>> START TEXT EXCERPT

The Heart and Soul Commitment Paradox - dan7
http://www.makeleaps.com/blog/en/2011/08/english-the-heart-and-soul-commitment-paradox/

======
patio11
I like virtually everything about this, but if I had a Twitter-sized time
machine, this would be going to @patio11#2000:

 _If you’re going to fail at something, at least fail by being too aggressive,
rather than failing by default through passivity._

If you ever have the opportunity to come to a Tokyo HN meetup, you'll get to
meet Jason, who wrote this and runs them. He's one of the few people at the
sweet spot on the Venn diagram "personality is a force of nature" and "would
gladly spend time hanging out with."

>> END TEXT EXCERPT

• DIRECTION A: Find each line in the rows below that contains the word "cone", and copy those lines.

>> START GIVEN RECORDS

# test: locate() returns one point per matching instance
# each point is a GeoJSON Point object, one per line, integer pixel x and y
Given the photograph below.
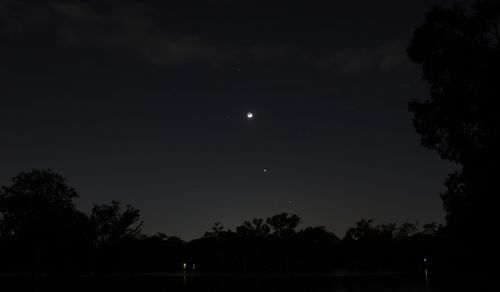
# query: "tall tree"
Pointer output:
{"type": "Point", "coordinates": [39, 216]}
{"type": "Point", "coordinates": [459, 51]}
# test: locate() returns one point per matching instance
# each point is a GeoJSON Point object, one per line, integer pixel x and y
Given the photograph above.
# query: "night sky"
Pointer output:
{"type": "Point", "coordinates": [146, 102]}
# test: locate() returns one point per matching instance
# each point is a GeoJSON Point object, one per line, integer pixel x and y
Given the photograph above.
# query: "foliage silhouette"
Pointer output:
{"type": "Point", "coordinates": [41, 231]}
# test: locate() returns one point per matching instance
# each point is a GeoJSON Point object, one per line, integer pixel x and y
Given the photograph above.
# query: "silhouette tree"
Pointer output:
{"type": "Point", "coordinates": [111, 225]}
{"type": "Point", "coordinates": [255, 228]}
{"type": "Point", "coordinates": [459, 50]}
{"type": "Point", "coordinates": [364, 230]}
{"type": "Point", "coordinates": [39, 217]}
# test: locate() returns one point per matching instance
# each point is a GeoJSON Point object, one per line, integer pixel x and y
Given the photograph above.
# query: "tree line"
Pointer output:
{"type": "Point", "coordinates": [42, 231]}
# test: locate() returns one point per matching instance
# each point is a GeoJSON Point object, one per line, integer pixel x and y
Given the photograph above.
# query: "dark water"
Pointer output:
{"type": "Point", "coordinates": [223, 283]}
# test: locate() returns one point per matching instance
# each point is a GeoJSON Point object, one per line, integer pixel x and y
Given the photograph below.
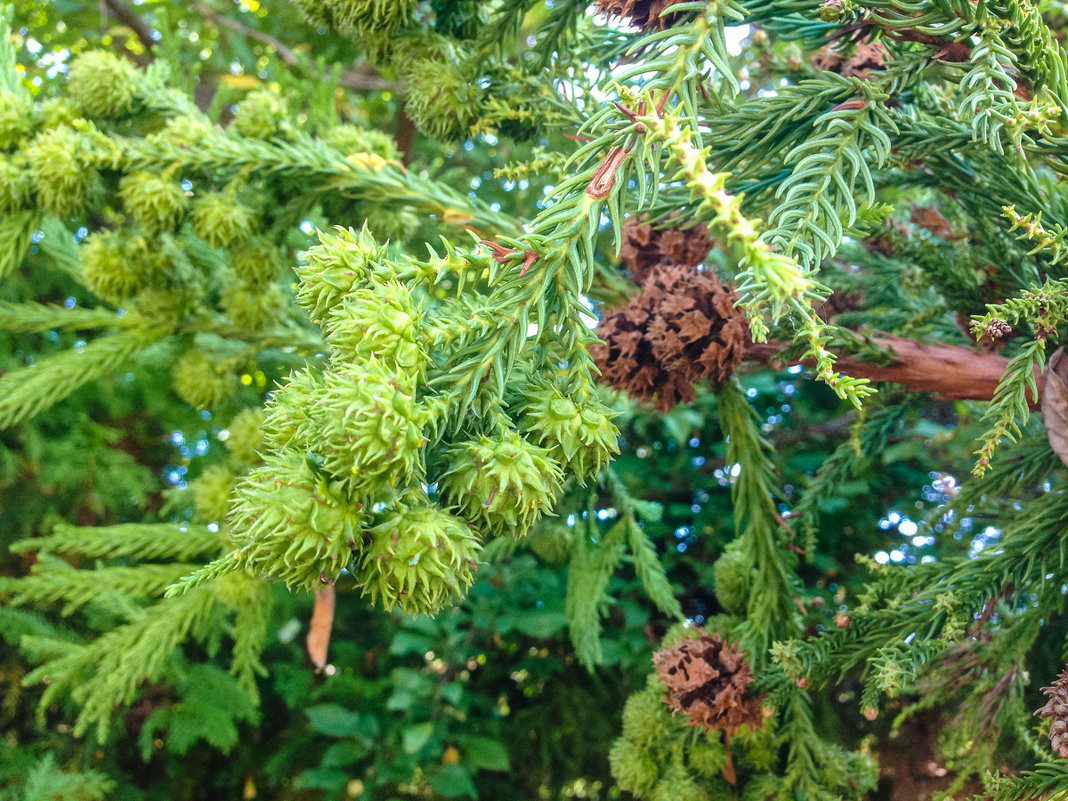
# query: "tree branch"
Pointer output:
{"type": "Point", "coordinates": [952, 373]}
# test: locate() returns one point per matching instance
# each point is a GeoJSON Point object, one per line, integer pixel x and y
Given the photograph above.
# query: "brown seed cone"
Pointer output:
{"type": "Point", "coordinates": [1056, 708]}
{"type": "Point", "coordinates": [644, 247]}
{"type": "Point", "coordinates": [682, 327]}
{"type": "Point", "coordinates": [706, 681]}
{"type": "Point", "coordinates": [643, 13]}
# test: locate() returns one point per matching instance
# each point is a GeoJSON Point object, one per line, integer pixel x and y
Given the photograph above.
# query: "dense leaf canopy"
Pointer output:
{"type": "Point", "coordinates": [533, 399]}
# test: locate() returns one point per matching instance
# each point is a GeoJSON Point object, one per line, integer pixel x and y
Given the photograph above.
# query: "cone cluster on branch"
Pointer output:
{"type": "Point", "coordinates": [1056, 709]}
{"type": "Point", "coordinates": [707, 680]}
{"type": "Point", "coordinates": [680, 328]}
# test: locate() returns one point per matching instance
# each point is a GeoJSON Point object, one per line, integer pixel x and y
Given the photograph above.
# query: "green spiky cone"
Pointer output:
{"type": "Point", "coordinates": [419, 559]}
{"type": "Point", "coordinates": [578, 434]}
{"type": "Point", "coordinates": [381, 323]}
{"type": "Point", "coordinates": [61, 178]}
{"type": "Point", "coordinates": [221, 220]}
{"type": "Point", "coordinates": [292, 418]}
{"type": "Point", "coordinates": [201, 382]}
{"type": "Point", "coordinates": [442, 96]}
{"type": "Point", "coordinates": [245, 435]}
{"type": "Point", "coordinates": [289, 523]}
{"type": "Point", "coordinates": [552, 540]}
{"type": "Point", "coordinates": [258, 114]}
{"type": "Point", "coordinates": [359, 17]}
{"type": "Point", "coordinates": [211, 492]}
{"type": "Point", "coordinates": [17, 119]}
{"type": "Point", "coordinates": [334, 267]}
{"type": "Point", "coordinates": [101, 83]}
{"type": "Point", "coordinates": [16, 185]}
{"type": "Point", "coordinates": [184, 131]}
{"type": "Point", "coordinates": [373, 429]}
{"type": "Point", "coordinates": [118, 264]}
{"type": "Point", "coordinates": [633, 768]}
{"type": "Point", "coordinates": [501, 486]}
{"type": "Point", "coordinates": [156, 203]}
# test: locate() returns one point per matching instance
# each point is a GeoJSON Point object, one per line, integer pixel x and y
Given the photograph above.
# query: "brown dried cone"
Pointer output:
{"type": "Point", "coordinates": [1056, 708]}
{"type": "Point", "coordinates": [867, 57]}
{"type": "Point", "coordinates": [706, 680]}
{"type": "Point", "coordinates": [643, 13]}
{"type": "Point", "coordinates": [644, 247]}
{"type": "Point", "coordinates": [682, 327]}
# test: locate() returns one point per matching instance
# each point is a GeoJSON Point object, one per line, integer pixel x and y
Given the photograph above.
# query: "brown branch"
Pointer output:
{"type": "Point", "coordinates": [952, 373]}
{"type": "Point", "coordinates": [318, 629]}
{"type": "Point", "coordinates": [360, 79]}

>> END GIVEN RECORDS

• DIRECTION B: Return the full thread about the heart and soul commitment paradox from the top of the page, reproducing it word for word.

• ANSWER A:
# query: "brown seed cone"
# query: "cone cluster on branch"
# query: "green spiky cone"
# query: "brown dried cone"

• ANSWER B:
The Heart and Soul Commitment Paradox - dan7
http://www.makeleaps.com/blog/en/2011/08/english-the-heart-and-soul-commitment-paradox/

======
patio11
I like virtually everything about this, but if I had a Twitter-sized time
machine, this would be going to @patio11#2000:

 _If you’re going to fail at something, at least fail by being too aggressive,
rather than failing by default through passivity._

If you ever have the opportunity to come to a Tokyo HN meetup, you'll get to
meet Jason, who wrote this and runs them. He's one of the few people at the
sweet spot on the Venn diagram "personality is a force of nature" and "would
gladly spend time hanging out with."